DOCUMENT PASSAGE:
──────────
The ruling the association announced Friday has been publicly panned as going light in response to one of the worst academic scandals in college sports history, adding to what some observers say is mounting evidence of the NCAA’s continuing weakness in controlling and punishing its member institutions.

After a three-and-half-year investigation, and despite the institution even agreeing that it had engaged in academic fraud, the NCAA said it couldn’t definitively conclude that the “paper courses” in the department of African and Afro-American studies had been designed and offered as an effort to benefit athletes alone. Thus, according to the NCAA's Committee on Infractions, which adjudicates allegations of wrongdoing, the courses did not violate the group's rules.

The university aggressively fought the NCAA's efforts to assert its authority in this case, spending roughly $18 million on legal and other fees. The NCAA's enforcement division, which essentially acts as the prosecutor in infractions cases, had charged North Carolina with "lack of institutional control" and "failure to monitor" its athletes' academic courses, among the most serious charges in the associations' rule book. But the infractions committee said it could not reach those findings because it did not have evidence to prove the underlying charges of awarding "extra benefits" to athletes.

Greg Sankey, commissioner of the Southeastern Conference and leader of infractions panel, said in a statement that his panel was "troubled by the university's shifting positions about whether academic fraud occurred on its campus."

“However, NCAA policy is clear. The NCAA defers to its member schools to determine whether academic fraud occurred and, ultimately, the panel is bound to making decisions within the rules set by the membership," his statement said.

In a conference call with reporters, Sankey acknowledged that “more likely than not” the classes had been set up to keep athletes eligible, but he also said that the evidence put before the committee did not prove so definitively.

“I think it’s important to understand the panel is in no way supporting what happened,” Sankey said.

Instead, the NCAA will forward its decision to the university's accreditor, the Southern Association of Colleges and Schools’ Commission on Colleges, which can address academic inconsistencies. Previously, the body had placed the university on a yearlong probation in 2015, ending in 2016, for violating seven accreditation standards, one of them being academic integrity. It was the strongest punishment the accreditor could deliver besides revoking accreditation entirely.

A Complex and Confounding Case

At its core, the NCAA was examining whether UNC had violated the association's restrictions on “extra benefits,” which refers to certain advantages, such as financial payments or academic assistance, that are offered to athletes but not the wider student body.

A law firm's 2014 report commissioned by the university did find that nonathletes also benefited from the classes. That report, which cited a “woeful lack of oversight” and a culture that confused academic freedom with lack of accountability, concluded that more than 3,100 UNC students enrolled in the courses. About half of those in the 188 faux classes were athletes. Investigators concluded that university employees were aware of the fraud and actively steered athletes and other struggling students to those courses.
──────────
STATED PROBLEM 1: Revise the stretch of the article on the NCAA's UNC ruling from "At its core, the" through "to those courses.", putting "sham" in place of "faux".
STATED PROBLEM 2: Pick up the article on the NCAA's UNC ruling after its last sentence and keep writing.

GIVEN ENTRIES:
──────────
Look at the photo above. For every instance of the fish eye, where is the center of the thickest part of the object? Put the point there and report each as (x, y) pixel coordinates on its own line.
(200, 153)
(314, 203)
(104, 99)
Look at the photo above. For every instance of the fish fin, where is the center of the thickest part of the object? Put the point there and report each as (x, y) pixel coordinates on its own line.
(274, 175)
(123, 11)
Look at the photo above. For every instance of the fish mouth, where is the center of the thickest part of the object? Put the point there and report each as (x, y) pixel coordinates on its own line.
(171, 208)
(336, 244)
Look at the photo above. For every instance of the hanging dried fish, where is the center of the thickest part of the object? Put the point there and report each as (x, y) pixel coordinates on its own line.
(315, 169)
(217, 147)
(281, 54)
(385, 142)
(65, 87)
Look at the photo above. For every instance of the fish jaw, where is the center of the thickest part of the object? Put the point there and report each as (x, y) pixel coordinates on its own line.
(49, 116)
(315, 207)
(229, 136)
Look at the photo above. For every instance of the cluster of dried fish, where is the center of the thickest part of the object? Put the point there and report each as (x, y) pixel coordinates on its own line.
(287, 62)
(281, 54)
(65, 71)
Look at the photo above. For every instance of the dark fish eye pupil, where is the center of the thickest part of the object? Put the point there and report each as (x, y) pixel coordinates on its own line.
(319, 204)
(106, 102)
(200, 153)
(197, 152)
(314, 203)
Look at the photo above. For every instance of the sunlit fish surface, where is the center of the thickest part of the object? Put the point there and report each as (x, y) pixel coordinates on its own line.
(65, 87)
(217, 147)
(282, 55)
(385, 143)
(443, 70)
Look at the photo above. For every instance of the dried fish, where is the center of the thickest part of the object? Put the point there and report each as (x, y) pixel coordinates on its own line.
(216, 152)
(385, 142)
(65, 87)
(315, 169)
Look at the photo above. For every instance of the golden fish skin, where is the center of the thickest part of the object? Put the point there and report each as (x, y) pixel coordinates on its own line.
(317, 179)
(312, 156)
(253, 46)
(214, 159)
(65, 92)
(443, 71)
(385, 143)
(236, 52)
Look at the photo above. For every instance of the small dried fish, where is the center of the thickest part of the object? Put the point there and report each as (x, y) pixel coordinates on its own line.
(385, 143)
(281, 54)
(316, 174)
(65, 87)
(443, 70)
──────────
TASK RESPONSE 1:
At its core, the NCAA was examining whether UNC had violated the association's restrictions on “extra benefits,” which refers to certain advantages, such as financial payments or academic assistance, that are offered to athletes but not the wider student body.

A law firm's 2014 report commissioned by the university did find that nonathletes also benefited from the classes. That report, which cited a “woeful lack of oversight” and a culture that confused academic freedom with lack of accountability, concluded that more than 3,100 UNC students enrolled in the courses. About half of those in the 188 sham classes were athletes. Investigators concluded that university employees were aware of the fraud and actively steered athletes and other struggling students to those courses.

TASK RESPONSE 2:
The report details a plan by Deborah Crowder, a former manager in the African and Afro-American studies department, who was sympathetic to struggling students ("particularly athletes"), to help them. Julius Nyang’oro, former chairman of the department, delegated her significant responsibilities, enabling Crowder to set up classes that required only a single research paper, which she graded without much regard to their quality.

"Crowder felt a strong affinity for student athletes in particular, and she gave them ready access to these watered-down classes to help them manage their competing athletic and academic time demands," the report states.

The Committee on Infractions report reads like it was written while its members were biting their collective tongues. It acknowledges that athletes clearly benefited from the longstanding arrangement, presenting evidence that "the classes disproportionately favored student-athlete enrollments, the courses had a recognizable positive impact on [athletes'] GPAs" and the officials in the university's academic advising unit for athletes "colluded with" the Afro-American studies department chair and department secretary "to benefit student athletes."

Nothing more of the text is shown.